(Source material)
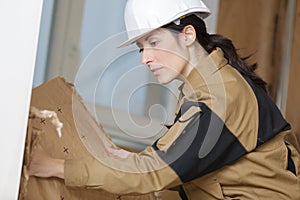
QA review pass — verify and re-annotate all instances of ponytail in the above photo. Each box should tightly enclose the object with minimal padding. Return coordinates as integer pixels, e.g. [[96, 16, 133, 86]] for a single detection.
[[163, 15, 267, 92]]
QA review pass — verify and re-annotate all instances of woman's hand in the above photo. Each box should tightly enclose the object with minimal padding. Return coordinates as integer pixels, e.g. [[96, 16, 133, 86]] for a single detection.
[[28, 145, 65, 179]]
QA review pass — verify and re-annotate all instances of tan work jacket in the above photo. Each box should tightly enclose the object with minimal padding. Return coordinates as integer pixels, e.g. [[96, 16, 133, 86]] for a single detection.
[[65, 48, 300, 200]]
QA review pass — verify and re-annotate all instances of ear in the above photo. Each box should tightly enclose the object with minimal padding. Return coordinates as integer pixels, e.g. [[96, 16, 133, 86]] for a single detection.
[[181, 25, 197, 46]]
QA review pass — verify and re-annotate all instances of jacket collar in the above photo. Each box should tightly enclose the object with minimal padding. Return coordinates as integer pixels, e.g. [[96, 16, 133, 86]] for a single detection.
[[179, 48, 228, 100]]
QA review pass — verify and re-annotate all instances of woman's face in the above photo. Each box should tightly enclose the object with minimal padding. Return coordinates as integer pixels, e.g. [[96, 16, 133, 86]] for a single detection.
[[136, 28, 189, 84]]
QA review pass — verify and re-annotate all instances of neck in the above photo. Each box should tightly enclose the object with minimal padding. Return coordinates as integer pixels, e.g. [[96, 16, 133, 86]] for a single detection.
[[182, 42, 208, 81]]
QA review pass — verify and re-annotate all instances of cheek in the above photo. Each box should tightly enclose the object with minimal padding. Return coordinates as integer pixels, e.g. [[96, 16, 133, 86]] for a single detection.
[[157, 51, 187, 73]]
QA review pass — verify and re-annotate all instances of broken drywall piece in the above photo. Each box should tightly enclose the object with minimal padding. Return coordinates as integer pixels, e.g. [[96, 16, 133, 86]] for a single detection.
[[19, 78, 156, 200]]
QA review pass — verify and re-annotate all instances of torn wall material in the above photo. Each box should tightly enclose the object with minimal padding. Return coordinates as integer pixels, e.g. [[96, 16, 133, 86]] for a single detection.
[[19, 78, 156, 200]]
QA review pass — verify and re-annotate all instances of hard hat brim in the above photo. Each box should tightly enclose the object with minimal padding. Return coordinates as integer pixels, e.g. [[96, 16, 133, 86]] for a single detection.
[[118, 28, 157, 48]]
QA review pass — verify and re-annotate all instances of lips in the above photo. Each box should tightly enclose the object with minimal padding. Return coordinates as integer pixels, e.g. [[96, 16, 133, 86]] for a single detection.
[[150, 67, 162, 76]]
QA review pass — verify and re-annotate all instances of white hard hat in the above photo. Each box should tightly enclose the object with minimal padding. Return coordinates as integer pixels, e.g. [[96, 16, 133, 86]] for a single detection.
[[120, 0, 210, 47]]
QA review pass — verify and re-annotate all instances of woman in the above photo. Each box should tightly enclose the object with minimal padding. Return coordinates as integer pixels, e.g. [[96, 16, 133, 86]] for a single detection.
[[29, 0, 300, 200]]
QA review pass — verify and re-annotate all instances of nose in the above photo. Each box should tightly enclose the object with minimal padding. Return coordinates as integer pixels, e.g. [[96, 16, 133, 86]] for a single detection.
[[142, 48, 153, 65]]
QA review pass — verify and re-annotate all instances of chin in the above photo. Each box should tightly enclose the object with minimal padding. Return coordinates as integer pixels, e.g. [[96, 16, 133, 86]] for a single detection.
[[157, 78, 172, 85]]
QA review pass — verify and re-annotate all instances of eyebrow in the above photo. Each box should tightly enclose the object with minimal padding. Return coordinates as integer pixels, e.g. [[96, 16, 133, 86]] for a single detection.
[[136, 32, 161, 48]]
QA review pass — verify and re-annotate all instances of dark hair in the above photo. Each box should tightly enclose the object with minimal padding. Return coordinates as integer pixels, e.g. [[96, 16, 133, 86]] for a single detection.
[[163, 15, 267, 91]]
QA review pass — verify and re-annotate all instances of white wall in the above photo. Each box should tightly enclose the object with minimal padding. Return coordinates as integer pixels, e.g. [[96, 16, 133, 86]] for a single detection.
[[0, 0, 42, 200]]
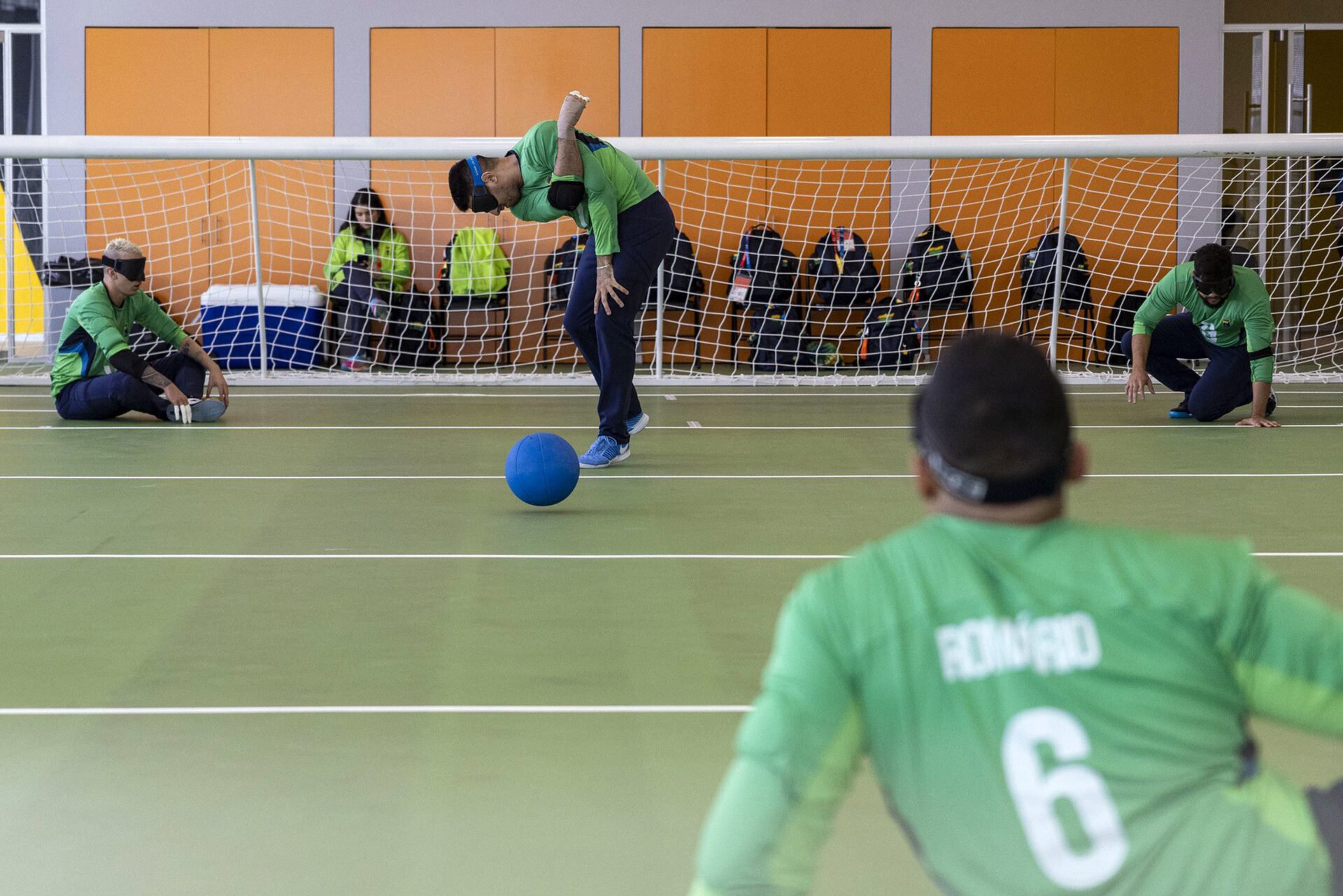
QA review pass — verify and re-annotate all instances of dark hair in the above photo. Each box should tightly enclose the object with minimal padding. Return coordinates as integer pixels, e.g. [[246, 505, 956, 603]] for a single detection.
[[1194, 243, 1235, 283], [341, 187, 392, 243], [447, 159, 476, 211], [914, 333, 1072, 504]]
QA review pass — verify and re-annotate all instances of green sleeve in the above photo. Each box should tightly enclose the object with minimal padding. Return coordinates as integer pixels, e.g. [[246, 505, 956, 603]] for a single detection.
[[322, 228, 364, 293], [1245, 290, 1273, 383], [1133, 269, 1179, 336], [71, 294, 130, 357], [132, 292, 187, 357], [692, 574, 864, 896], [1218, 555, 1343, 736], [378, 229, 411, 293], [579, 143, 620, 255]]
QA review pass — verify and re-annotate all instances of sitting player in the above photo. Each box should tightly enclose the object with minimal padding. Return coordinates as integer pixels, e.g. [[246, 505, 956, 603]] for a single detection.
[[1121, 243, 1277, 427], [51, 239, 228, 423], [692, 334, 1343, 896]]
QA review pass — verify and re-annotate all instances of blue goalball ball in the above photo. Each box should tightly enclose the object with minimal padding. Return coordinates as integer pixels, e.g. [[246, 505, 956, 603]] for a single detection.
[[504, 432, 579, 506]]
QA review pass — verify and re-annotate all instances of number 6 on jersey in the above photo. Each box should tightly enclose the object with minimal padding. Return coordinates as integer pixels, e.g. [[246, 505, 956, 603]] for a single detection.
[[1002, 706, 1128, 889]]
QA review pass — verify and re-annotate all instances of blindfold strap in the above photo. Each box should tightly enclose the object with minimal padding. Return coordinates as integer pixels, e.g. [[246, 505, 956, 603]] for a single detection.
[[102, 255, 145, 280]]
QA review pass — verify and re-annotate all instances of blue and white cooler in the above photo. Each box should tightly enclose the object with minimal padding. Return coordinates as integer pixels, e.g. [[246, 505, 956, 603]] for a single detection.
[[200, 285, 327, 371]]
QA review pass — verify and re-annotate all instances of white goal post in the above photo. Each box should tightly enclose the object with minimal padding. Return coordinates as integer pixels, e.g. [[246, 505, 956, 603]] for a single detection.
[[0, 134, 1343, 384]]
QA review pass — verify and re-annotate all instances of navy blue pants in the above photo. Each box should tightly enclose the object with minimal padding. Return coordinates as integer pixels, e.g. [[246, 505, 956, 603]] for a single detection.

(Problem) Transcribe all of the records above word for word, omitting the pictures.

(Response to this task)
QA review pass — verify and re-annotate all instances of ponytail in the above photo. Each box should tightly enclose the object with minimal padding. Return coordinates as integer pixels, e.g. [[96, 16, 133, 86]] for a single detection.
[[163, 15, 267, 92]]
QA review pass — verify and re-annotate all instances of woman's hand in the above photo. Each box should tightly enclose the object with minimal padding. Return coordinates as integer pixels, e.g. [[96, 16, 133, 86]] for a single detection.
[[28, 145, 65, 179]]
QA review pass — verify and re-annotate all instances of tan work jacket in the above photo. Each box should tightly enclose the object with minimal padding. Return coordinates as integer pixels, e.g. [[96, 16, 133, 86]] for a single detection.
[[65, 48, 300, 200]]
QA review pass — verify and re-annotate all instances of ear in the above photo. Each box should tightly enclose the object with minimal padding. Return coordinates as integer pixels, e.g. [[96, 16, 133, 86]] for a single detection.
[[181, 25, 197, 46]]
QA review pass — verify and re-annotate all instances of jacket collar in the above photo. Each box should tightly enclose the object with minimal padding. Return coordinates as integer pixels, e.g. [[96, 16, 133, 86]] for a single detection.
[[179, 48, 228, 100]]
QA review pass — verify and re-annotate all instances of woman's face in the above photo. Each box should tightly enclose the object with minimal padding. Return coordinates as integer pixels, e.g. [[96, 16, 133, 86]] for a single detection.
[[136, 28, 189, 84]]
QA review pass — verify and re-annotate all instances of neck in the above photo. Each box should tightly enclose the object with minimal padding. Return coordinates as integer pixels, e.g. [[96, 16, 133, 86]] for a single detection.
[[182, 42, 208, 81]]
QA review pass — verify and re-annotate all instances of cheek in the above photo. Each box should tightly enclose the object with minimal padding. Return coordinates as integer pixels, e.g. [[96, 16, 133, 86]] for a single detection.
[[157, 51, 187, 73]]
QA review pass — verify and re-annotate all instances of broken drywall piece in the above photo. Each box should tightly enclose the object with minimal padding. Return coordinates as integer pixels, e.g. [[96, 16, 133, 86]] for a single detection.
[[19, 78, 156, 200]]
QA review pass — verify and re-annotate all instances of torn wall material in the above photo. Each box should tightly enclose the object with minimal padding. Return coordinates as integer pixels, e.g. [[96, 16, 133, 86]] for a single detection.
[[19, 78, 156, 200]]
QA review pass — verify and re-annotate all instances of hard hat brim in the above photo. Each box should tightly enclose the object with minimal padding. Return coordinates as integer pixels, e.g. [[96, 16, 133, 86]] for a single detection.
[[118, 28, 157, 48]]
QA review pass — verify and re-annotate all instances of lips in the above photo. Each box should tightly enclose the object with minimal padding. Return coordinates as integer pixels, e.g. [[96, 16, 133, 86]] for a single detection.
[[150, 67, 162, 76]]
QA review pass — verify and re-annotate all instances of white hard hat in the above photo. Each box should tightly enclose the object with minimal padding. Return coordinates as integer pixels, e.g. [[96, 16, 133, 86]] for a single detection.
[[120, 0, 210, 47]]
QA review pass — verify and re-annotate all instances of woman in the above photo. Each box should tightly enclose the object with minimal padding. Return coordinates as integer pixels, e.g. [[96, 16, 133, 86]] for a single detection.
[[29, 0, 300, 200]]
QA review pass — verify and re-annotate all instances of nose in the above photo. Each box should tightly enclose the object with minimal padding. Return coordinates as integer pixels, e.g. [[96, 16, 133, 86]] for a single detection.
[[142, 48, 153, 65]]
QA review pass — verify and re-annotate all instances of chin in the above photo. Each box should tightly enclose the object with minimal padding. Return coordinates as integer pixels, e.g. [[96, 16, 133, 86]] for a single detection.
[[157, 78, 172, 85]]
QA review pass — verify and re-annotate all instances of eyebrow in the above photo. Each box should tightly enclose the object with minimal padding. Return coordinates as integer pixels, e.g. [[96, 16, 133, 86]] for a single detection.
[[136, 32, 161, 48]]
QA review pass — verify and re-annotate all instances of dark hair in the above photo. Each box should tightly enclose the object with minimal padding. Return coordinates as integer pixels, e.g. [[96, 16, 133, 86]] for a single detection.
[[163, 15, 267, 91]]
QA review pass — verify and re-annotate all instances of white wall in the above photo. Each box should tightly enclose the object with minimal padding. Return coordinates as integer pixels, e.g. [[96, 16, 133, 86]] for a single detection.
[[0, 0, 42, 200]]
QA review pass — verify and re-annotate all instances of dark hair in the above photo. Each box should tightly enclose the object with minimal padding. Return coordinates as integer pixels, e.g. [[246, 505, 956, 603]] for a single detection.
[[1194, 243, 1235, 283], [341, 187, 392, 243], [447, 159, 476, 211], [914, 333, 1072, 504]]
QA review pass — verify and re-annotate all instances of green sleeve in the above photo. Each box should tightly enclose the object with minimal padding. Return coordinates as integer pixels, e.g. [[246, 505, 956, 603]] for a single detection.
[[322, 228, 364, 293], [1245, 290, 1273, 383], [1133, 269, 1179, 336], [71, 294, 130, 357], [132, 292, 187, 357], [692, 574, 864, 896], [1218, 555, 1343, 736], [378, 229, 411, 293], [579, 143, 620, 255]]
QA review pass — verify and re-annotate all instances of sitting player in the above photo. Each box should tightly enclose the object with minimal padding. Return coordinates as integer pixels, e.g. [[246, 505, 956, 603]] for a single detection.
[[1121, 243, 1277, 427], [51, 239, 228, 423], [692, 334, 1343, 896]]
QA review pass — verify and re-annotate all instances of blue goalball ball in the above photo. Each box should tightly enclose the object with minimal padding. Return coordinates as integer pixels, e.g. [[246, 505, 956, 603]] for a single detection.
[[504, 432, 579, 506]]
QA review pass — verify and re-annotate all instances of number 6 on jersey in the above photo. Each box should tightly enclose the object with minimal padding. Return coordinates as integer pixels, e.g. [[246, 505, 956, 603]] for a single detection.
[[1002, 706, 1128, 889]]
QA review pass — verify and re-annotate all instances of blindfold strap in the above photo. Each box should tightly enclose the object with minimal padding. Return coordinates as integer pixels, e.g. [[246, 505, 956, 603]] for a single detection.
[[102, 255, 145, 280]]
QA review pass — verify and re-annotate all instances of blue and white cooler in the above photo. Each box should tightly enclose the object with minimal padding. Return coordinates as integer pixels, e.g. [[246, 505, 956, 603]] for a single detection.
[[200, 285, 327, 371]]
QA review pass — verify and re-annotate all instances of white goal post in the above photo. Each box should tightly enclose the object with minimal padding. Return coordinates as integer pixels, e.g. [[246, 505, 956, 603]] for a single detection.
[[0, 134, 1343, 384]]
QA review pass — verify and re-annotate all instances of navy blue pants in the above photo. Each box should tightly enclose the object with minimal padding. Return coordinates as integer pixels, e.g. [[246, 505, 956, 603]] for a single detection.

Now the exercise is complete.